- _Document segment_:
━━━

A controversial Super
Bowl ad linking drug abuse and terrorism has served as a
reminder that approximately seven times as many Americans die
each year from illegal drugs as were murdered on September 11.
However, from Ralph Nader to William F. Buckley, many critics
advocate drug legalization. Their argument is that people have
the right to consume any substance so long as others are not
directly harmed. Of course, there is no such right in the U.S.
Constitution.
Moreover, others are
harmed. Statistics show that drug users commit a
disproportionate number of crimes. While the type of person who
uses drugs may also be predisposed to break other laws,
mind-altering drugs by definition affect a person's sense of
judgment.
In addition to crime,
another negative but overlooked side effect of drug consumption
on others is that it stimulates a market for drugs. While it is
true that a ready supply does not force other adults to take
drugs and that selling drugs to children could still be outlawed
even if drugs were legalized for adults, it is, as a practical
matter, difficult, if not impossible, to enforce this
distinction. This is demonstrated by the ubiquity of adults
buying alcohol for minors.
However, the more general
problem with drug legalization is that making illegal drugs
easily available would substantially increase the number of
adults using drugs. This is because humans are not completely
rational, at least not all of the time. Though virtually any
determined American can now obtain illegal drugs, a person who
would not normally try drugs but is suddenly possessed with an
urge to try them would have to expend considerable time and
effort.

━━━

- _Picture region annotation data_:
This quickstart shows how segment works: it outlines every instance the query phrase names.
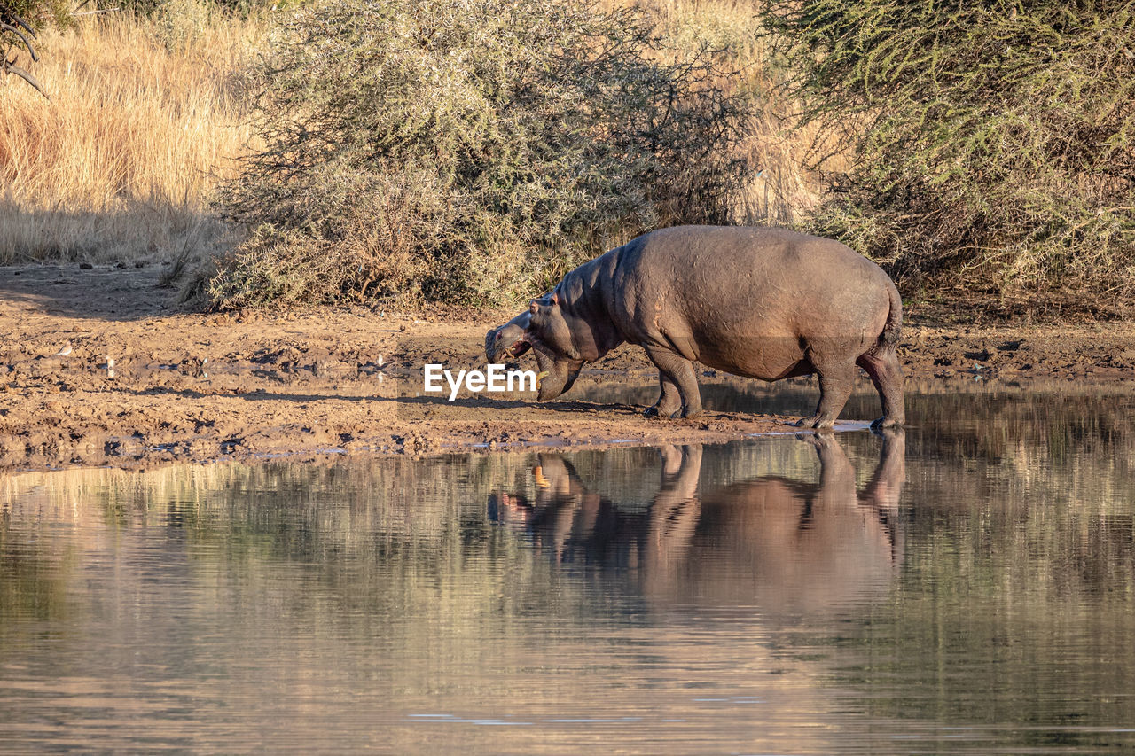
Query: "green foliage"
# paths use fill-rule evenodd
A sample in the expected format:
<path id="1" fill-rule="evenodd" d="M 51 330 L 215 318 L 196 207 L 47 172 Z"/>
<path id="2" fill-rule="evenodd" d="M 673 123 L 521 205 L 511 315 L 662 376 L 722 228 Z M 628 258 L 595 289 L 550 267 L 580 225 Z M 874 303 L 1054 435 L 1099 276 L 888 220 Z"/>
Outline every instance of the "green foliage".
<path id="1" fill-rule="evenodd" d="M 814 230 L 914 282 L 1135 294 L 1135 3 L 768 0 L 764 18 L 817 146 L 854 148 Z"/>
<path id="2" fill-rule="evenodd" d="M 48 96 L 25 61 L 36 61 L 35 39 L 47 24 L 72 23 L 67 0 L 0 0 L 0 85 L 9 75 L 18 76 Z"/>
<path id="3" fill-rule="evenodd" d="M 726 220 L 746 99 L 588 0 L 326 2 L 275 35 L 264 144 L 224 191 L 254 228 L 216 306 L 505 302 L 644 229 Z"/>

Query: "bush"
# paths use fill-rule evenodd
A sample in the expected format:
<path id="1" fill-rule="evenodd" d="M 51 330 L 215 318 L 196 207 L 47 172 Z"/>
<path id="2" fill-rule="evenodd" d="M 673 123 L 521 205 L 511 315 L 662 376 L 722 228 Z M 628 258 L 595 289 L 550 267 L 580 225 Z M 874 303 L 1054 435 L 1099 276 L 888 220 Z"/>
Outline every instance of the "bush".
<path id="1" fill-rule="evenodd" d="M 253 233 L 209 296 L 507 302 L 644 229 L 725 221 L 746 99 L 720 53 L 578 0 L 302 10 L 259 72 L 267 146 L 220 199 Z"/>
<path id="2" fill-rule="evenodd" d="M 813 230 L 899 278 L 1135 293 L 1135 3 L 771 0 L 848 140 Z"/>

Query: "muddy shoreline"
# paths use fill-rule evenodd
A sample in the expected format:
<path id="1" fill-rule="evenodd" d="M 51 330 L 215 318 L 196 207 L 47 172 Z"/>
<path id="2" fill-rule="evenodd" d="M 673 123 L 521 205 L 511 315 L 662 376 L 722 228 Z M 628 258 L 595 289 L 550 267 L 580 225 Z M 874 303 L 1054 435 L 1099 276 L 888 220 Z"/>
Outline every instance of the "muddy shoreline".
<path id="1" fill-rule="evenodd" d="M 788 425 L 794 418 L 707 411 L 692 420 L 647 421 L 641 408 L 579 398 L 654 384 L 653 367 L 631 346 L 588 366 L 562 401 L 463 394 L 448 402 L 422 394 L 423 366 L 482 368 L 484 334 L 508 313 L 180 312 L 175 292 L 158 286 L 159 272 L 0 268 L 0 468 L 712 443 L 796 432 Z M 900 353 L 913 390 L 1135 390 L 1129 322 L 941 325 L 914 306 Z M 724 380 L 704 371 L 704 384 Z M 860 388 L 869 389 L 866 378 Z"/>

━━━

- _Problems to work on_:
- A) According to the drug legalization piece, roughly how many times as many Americans die each year from illegal drugs as were murdered on September 11?
- B) Repeat everything in the drug legalization piece from "However, from Ralph" down to "Constitution.".
- C) What is the first word of each paragraph in the drug legalization piece?

- _Results of the tasks_:
- A) Approximately seven times as many.

- B)
However, from Ralph Nader to William F. Buckley, many critics
advocate drug legalization. Their argument is that people have
the right to consume any substance so long as others are not
directly harmed. Of course, there is no such right in the U.S.
Constitution.

- C)
A
Moreover
In
However